__Explore the material__.
[1] From the language converter thread, transcribe the part that opens with the words containing "ssastry lowered the" and closes with "preprocessor (take 2).".
[2] In the language converter thread, why does the first comment say this should not be called expected? Answer in one to three sentences.
[3] Write a continuation of the language converter thread, starting after its last line.

__Passage__.
★ ★ ★ ★ ★
I would not call this expected – most editors are not aware of the language converter syntax.

ssastry lowered the priority of this task from Unbreak Now! to High.Jan 4 2017, 6:28 PM

@tstarling The precedence rule seems like a better/more orthogonal way to resolve this issue than trying to bring page language into the preprocessor.

@Nikerabbit the disappearing close braces are indeed mysterious. From Tim's ABNF link, it looks like we might be missing a "broken language converter" rule. I'll certainly add test cases for this case before this patch gets re-enabled.

Change 333997 had a related patch set uploaded (by C. Scott Ananian):
Protect language converter markup in the preprocessor (take 2).
★ ★ ★ ★ ★
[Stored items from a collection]

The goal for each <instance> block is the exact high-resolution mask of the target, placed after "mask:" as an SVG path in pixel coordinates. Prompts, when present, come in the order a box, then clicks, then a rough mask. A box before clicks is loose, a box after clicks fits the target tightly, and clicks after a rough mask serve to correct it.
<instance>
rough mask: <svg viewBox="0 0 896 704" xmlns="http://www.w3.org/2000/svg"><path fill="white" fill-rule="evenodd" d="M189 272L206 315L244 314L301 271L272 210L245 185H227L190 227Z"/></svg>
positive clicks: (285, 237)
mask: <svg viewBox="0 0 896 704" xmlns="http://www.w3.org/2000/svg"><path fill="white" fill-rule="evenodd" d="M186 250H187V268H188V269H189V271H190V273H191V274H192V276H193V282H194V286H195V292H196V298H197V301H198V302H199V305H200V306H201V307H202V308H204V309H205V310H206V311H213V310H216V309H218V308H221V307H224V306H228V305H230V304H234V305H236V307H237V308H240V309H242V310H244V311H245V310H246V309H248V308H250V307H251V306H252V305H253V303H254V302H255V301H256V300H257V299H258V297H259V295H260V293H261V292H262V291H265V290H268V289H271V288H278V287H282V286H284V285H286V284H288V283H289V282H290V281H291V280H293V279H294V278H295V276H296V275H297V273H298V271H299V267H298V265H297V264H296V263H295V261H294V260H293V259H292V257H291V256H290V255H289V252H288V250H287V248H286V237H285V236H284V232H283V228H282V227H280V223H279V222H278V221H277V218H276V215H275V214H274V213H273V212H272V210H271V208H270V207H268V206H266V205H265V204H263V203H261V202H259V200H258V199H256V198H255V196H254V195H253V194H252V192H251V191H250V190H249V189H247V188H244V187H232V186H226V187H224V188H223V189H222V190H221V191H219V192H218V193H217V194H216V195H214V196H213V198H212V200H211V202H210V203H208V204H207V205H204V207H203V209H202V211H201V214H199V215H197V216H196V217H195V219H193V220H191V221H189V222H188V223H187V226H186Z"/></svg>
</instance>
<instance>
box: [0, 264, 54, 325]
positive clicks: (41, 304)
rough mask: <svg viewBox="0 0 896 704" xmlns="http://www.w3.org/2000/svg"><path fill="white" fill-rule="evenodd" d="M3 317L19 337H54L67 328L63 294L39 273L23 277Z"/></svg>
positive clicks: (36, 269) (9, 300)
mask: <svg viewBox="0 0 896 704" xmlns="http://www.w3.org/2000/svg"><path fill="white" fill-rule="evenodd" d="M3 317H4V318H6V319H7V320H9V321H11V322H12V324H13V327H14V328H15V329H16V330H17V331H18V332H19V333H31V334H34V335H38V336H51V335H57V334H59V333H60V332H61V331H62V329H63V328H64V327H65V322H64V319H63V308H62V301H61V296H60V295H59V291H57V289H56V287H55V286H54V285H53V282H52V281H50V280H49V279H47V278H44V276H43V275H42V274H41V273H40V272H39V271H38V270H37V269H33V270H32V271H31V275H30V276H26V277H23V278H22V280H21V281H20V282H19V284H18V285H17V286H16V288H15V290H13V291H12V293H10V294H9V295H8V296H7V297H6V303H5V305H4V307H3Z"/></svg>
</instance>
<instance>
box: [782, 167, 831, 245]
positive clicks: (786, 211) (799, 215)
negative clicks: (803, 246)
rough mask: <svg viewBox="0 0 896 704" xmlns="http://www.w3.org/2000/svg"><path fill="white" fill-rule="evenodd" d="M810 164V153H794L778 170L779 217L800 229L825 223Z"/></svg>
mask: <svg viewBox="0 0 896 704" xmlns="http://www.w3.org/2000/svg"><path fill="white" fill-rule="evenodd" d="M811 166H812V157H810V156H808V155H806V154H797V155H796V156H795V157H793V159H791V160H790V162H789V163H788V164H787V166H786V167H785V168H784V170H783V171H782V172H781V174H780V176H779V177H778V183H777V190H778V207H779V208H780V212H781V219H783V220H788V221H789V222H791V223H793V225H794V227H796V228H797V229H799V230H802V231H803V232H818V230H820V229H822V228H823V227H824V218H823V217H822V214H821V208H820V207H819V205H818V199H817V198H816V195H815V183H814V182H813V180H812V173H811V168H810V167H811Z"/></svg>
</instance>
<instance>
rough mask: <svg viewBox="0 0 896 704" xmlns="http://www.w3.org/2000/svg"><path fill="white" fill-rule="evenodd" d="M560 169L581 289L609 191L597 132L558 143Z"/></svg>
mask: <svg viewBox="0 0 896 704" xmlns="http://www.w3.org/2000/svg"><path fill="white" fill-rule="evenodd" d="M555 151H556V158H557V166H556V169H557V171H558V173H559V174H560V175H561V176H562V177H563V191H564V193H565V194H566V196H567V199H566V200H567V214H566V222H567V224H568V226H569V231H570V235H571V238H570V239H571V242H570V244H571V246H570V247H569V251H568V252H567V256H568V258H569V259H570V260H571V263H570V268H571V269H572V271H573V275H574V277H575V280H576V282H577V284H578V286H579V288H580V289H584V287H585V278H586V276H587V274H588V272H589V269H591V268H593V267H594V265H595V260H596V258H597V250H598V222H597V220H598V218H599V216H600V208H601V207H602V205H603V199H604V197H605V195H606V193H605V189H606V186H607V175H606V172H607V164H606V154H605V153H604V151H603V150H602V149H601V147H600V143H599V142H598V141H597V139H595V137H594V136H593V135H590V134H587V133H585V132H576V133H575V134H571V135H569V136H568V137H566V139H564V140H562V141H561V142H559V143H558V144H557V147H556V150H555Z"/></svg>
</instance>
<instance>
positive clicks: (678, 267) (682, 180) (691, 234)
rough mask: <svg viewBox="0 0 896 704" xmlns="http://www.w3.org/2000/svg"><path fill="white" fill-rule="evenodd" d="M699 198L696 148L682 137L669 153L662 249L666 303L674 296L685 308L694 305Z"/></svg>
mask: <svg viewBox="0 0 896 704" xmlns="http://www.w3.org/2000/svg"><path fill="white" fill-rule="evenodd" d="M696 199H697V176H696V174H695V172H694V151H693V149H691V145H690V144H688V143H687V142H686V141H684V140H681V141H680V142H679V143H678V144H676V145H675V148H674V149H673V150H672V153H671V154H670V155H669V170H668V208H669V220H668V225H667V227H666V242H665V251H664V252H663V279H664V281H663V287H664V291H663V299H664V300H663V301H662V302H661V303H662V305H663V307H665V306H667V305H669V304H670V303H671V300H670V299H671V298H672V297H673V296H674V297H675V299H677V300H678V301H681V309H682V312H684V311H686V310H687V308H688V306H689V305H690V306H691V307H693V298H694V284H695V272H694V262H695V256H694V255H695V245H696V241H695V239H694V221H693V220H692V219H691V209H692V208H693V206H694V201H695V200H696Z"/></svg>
★ ★ ★ ★ ★
__Answers by item__.
[1]
ssastry lowered the priority of this task from Unbreak Now! to High.Jan 4 2017, 6:28 PM

@tstarling The precedence rule seems like a better/more orthogonal way to resolve this issue than trying to bring page language into the preprocessor.

@Nikerabbit the disappearing close braces are indeed mysterious. From Tim's ABNF link, it looks like we might be missing a "broken language converter" rule. I'll certainly add test cases for this case before this patch gets re-enabled.

Change 333997 had a related patch set uploaded (by C. Scott Ananian):
Protect language converter markup in the preprocessor (take 2).

[2] The commenter would not call it expected because most editors are not aware of the language converter syntax.

[3]
https://gerrit.wikimedia.org/r/333997

Updated patch fixes the missing braces and other issues. As it turns out, I should have been paying more attention to Tim's ABNF! Using the "rightmost-opening" rule for sequences like -{{ leads to the behavior @Nikerabbit expects.

ssastry subscribed.

Since the patch that caused this has been reverted, this is no longer an issue. The newer version of this patch https://gerrit.wikimedia.org/r/#/c/333997 adds test cases to prevent regression of behaviour reported in this ticket.

Change 333997 merged by jenkins-bot:
[mediawiki/core@master] Protect language converter markup in the preprocessor (take 2).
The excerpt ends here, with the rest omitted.